** Study material follows **

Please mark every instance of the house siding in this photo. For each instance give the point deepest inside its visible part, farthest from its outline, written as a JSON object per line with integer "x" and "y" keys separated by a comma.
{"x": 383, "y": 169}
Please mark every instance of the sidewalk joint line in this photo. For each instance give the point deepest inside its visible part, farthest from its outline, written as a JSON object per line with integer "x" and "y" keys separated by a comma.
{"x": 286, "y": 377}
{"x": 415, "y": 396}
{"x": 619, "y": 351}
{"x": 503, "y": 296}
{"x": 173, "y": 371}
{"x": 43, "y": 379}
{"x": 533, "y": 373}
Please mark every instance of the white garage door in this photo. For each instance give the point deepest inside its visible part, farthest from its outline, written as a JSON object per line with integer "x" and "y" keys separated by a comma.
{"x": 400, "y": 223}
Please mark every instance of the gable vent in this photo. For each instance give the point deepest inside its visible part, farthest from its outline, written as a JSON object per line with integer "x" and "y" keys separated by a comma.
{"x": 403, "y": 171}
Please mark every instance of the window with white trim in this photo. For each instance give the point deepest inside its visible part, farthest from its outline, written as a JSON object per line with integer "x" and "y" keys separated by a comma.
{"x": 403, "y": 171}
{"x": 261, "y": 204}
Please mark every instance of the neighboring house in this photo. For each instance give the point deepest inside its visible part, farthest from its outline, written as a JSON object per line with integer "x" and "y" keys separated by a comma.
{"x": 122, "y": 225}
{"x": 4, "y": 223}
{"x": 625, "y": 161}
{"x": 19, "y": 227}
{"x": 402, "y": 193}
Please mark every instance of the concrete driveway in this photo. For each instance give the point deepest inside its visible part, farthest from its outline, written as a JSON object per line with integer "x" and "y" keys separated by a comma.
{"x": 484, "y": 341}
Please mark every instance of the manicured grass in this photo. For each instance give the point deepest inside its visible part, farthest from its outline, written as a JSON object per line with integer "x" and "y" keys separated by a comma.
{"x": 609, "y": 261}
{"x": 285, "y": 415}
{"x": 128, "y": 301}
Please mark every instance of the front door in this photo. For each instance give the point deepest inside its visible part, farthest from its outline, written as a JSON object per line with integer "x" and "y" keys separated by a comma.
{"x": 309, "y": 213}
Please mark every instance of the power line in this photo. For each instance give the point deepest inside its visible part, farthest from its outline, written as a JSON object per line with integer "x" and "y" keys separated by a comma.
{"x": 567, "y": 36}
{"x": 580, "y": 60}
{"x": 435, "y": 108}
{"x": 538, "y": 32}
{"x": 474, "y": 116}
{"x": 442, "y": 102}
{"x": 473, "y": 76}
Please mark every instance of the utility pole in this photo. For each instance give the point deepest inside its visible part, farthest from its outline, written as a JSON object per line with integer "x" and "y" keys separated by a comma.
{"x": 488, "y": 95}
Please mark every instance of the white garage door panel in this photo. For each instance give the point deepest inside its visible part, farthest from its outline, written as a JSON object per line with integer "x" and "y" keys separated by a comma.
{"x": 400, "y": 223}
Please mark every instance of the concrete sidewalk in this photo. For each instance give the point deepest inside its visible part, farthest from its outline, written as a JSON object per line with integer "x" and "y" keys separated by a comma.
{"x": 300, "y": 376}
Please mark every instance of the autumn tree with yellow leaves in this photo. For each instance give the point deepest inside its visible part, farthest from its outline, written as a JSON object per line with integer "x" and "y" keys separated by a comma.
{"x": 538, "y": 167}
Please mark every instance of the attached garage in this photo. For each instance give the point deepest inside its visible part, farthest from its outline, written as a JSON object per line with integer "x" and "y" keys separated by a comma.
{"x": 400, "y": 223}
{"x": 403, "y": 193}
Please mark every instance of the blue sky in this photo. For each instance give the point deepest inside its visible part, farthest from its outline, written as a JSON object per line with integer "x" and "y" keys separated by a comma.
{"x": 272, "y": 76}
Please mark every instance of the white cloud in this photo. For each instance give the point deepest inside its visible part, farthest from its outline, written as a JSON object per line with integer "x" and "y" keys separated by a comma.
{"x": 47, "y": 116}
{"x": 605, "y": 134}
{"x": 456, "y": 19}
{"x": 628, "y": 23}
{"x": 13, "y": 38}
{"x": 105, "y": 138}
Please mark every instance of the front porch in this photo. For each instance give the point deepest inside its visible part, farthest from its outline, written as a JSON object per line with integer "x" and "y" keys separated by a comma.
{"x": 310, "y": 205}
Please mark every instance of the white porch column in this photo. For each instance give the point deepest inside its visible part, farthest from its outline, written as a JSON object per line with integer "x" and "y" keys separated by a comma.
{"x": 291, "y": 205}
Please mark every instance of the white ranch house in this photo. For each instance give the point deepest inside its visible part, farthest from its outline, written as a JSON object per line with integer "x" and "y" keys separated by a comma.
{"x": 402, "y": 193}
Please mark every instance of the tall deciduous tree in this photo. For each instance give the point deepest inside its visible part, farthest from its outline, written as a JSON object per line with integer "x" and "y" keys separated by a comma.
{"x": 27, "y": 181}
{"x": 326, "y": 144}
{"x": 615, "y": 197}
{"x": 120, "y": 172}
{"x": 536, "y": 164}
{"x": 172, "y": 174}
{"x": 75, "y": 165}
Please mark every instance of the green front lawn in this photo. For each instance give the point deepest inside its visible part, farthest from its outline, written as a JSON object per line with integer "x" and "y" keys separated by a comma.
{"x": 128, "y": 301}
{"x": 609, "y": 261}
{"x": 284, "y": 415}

** End of Study material **

Exercise details:
The answer consists of every entry, returned exactly.

Solution for this exercise:
Please mark every instance of the house siding in this photo. For each instance give the point deepest inside its visible part, farthest from its outline, written as a JSON object per line with integer "x" and "y" keys separated by a comma.
{"x": 383, "y": 169}
Please mark every instance of the sidewalk joint line in this photo. For each instance give the point deepest inside its visible part, farthest from its outline, written as a JSON object per line with integer "x" and "y" keys separated by a comma.
{"x": 286, "y": 377}
{"x": 415, "y": 396}
{"x": 619, "y": 351}
{"x": 503, "y": 296}
{"x": 173, "y": 371}
{"x": 43, "y": 379}
{"x": 533, "y": 373}
Please mark every instance of the white garage door in this photo. For each instance give the point deepest inside its visible part, farthest from its outline, written as a JSON object per line with integer "x" and "y" keys separated by a comma.
{"x": 400, "y": 223}
Please mark every instance of the gable vent in this photo. For each instance give the point deepest inside its visible part, farthest from its outline, written as a JSON object per line with integer "x" and "y" keys separated by a comma.
{"x": 403, "y": 171}
Please mark every instance of the window with white trim in this photo. For each instance give the point deepest inside its visible part, farthest from its outline, written as a JSON object per line with integer "x" and "y" keys separated by a comma.
{"x": 403, "y": 171}
{"x": 261, "y": 204}
Please mark every instance of the neighboring house in this photo. For each instance give the point deepest inside its visible part, farthest from its outline, written as a JSON object per line with integer "x" and "y" keys separated by a comma.
{"x": 122, "y": 225}
{"x": 4, "y": 223}
{"x": 625, "y": 161}
{"x": 19, "y": 227}
{"x": 402, "y": 193}
Please mark every instance of the concrete driveway in this photo. For each instance give the point deepest inside its visible part, farthest from its outline, written as a JSON object per line with integer "x" and "y" keys separated by a comma.
{"x": 484, "y": 341}
Please mark every instance of the manicured grass in this photo. For each instance give the point deepest inside its visible part, farthest from its outline, written as a JSON object per line with integer "x" and "y" keys separated by a comma.
{"x": 609, "y": 261}
{"x": 285, "y": 415}
{"x": 128, "y": 301}
Please mark every instance of the front door in this photo. For each instance give the point deepest inside its visible part, farthest from its outline, written as a JSON object per line with integer "x" and "y" keys separated by a comma.
{"x": 309, "y": 213}
Please mark every instance of the power line in this photo. For each instance give the point deepest inside its visible part, farthest from its outline, written as a JSON object per line with integer "x" and "y" keys separated by a comma.
{"x": 567, "y": 36}
{"x": 580, "y": 60}
{"x": 435, "y": 108}
{"x": 538, "y": 32}
{"x": 474, "y": 116}
{"x": 442, "y": 102}
{"x": 473, "y": 76}
Please mark every instance of the utility pole in this photo. For each instance give the point deepest inside its visible part, farthest from its outline, written as a JSON object per line with integer "x" and "y" keys separated by a comma.
{"x": 488, "y": 95}
Please mark every instance of the white garage door panel in this photo. For each instance give the point deepest inside its visible part, farthest from its outline, written as a JSON object per line with integer "x" and "y" keys separated by a comma.
{"x": 400, "y": 223}
Please mark every instance of the concrete sidewalk in this photo. For each instance give the point deepest inside its visible part, farthest from its outline, written as a JSON object per line with integer "x" and "y" keys separated by a comma.
{"x": 300, "y": 376}
Please mark every instance of the autumn tree with yellow leaves in this photo. For each instance give the point deepest inside its visible part, farthest from its outline, written as a JSON object per line with integer "x" and "y" keys separated by a comma.
{"x": 538, "y": 167}
Please mark every instance of the attached garage in this photo. For each instance give the point deepest inside its visible part, farthest from its outline, written as a JSON object per line with integer "x" and "y" keys separated by a comma.
{"x": 400, "y": 223}
{"x": 403, "y": 193}
Please mark every instance of the blue sky in this photo. For each instance give the point deepest inside its visible part, farthest from its outline, written as a JSON object per line with integer "x" and "y" keys separated by a comma.
{"x": 272, "y": 76}
Please mark every instance of the white cloud in this photo. For each instance give the point deepest inside its visible part, farthest from its outline, written as a JSON object per line with integer "x" and "y" keys separated by a comma.
{"x": 47, "y": 116}
{"x": 605, "y": 134}
{"x": 456, "y": 19}
{"x": 628, "y": 23}
{"x": 13, "y": 38}
{"x": 105, "y": 138}
Please mark every instance of the front porch in this photo. For each instance give the point deepest inside its visible part, farthest from its outline, written as a JSON object per line with integer "x" and "y" keys separated by a comma.
{"x": 310, "y": 205}
Please mark every instance of the white porch column in this photo. For each instance give the point deepest inside its visible part, farthest from its outline, written as a JSON object per line with integer "x" and "y" keys separated by a comma.
{"x": 291, "y": 205}
Please mark every instance of the white ranch house in this photo. For each instance give the point deepest inside its visible part, farthest from its outline, written as a JSON object per line with integer "x" and "y" keys separated by a comma.
{"x": 402, "y": 193}
Please mark every instance of the tall deciduous tree in this photo. For each instance give the point deepest inside its visible part, farthest from its outline, written as a JSON object per line with integer "x" and "y" keys separated by a comma.
{"x": 27, "y": 181}
{"x": 326, "y": 144}
{"x": 615, "y": 197}
{"x": 120, "y": 172}
{"x": 536, "y": 164}
{"x": 172, "y": 174}
{"x": 75, "y": 165}
Please mark every instance of the green front lawn in this photo. For each instance give the point deepest inside its visible part, farthest from its outline, written as a JSON object per line with integer "x" and "y" keys separated by a comma.
{"x": 128, "y": 301}
{"x": 609, "y": 261}
{"x": 284, "y": 415}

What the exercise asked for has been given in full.